**CONSIGNE:** Dans le texte sur le déficit fonctionnel permanent, que désigne le terme « consolidation » ?
-------- TEXTE À LIRE --------
La nouvelle jurisprudence sur la réparation du déficit fonctionnel permanent
La Cour de cassation élargit le périmètre d’indemnisation d’un accident du travail ou d’une maladie professionnelle en cas de faute inexcusable de l’employeur. Les travailleurs victimes seront mieux indemnisés.
Les victimes d’accident du travail ou de maladie professionnelle (ou leurs ayants droit) peuvent prétendre à une indemnité complémentaire distincte de la rente prévue par le Code de la Sécurité sociale.
La rente versée par la caisse de sécurité sociale aux victimes d’accident du travail ou de maladie professionnelle et qui est établie par rapport à leur salaire de référence et l’état définitif de leurs séquelles (appelé « consolidation ») n’indemnise pas leur déficit fonctionnel permanent, c’est-à-dire les souffrances qu’elles éprouvent par la suite dans le déroulement de leur vie quotidienne (le terme de « consolidation » désigne l’état définitif des séquelles dont une personne est victime).
-------- DONNÉES RECUEILLIES --------
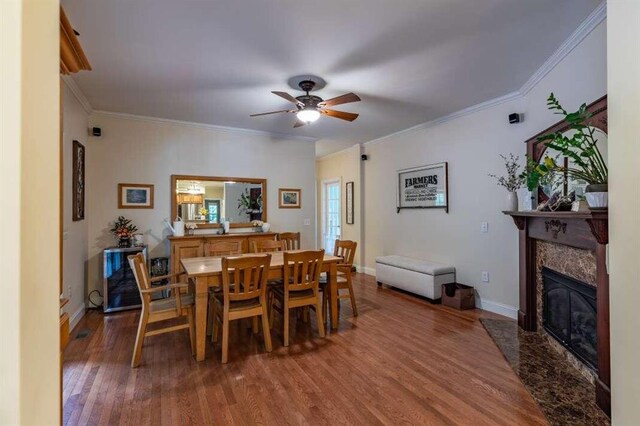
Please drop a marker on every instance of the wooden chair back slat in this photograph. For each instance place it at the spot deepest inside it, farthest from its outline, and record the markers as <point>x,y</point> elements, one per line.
--------
**VOTRE RÉPONSE:** Il désigne l'état définitif des séquelles dont une personne est victime.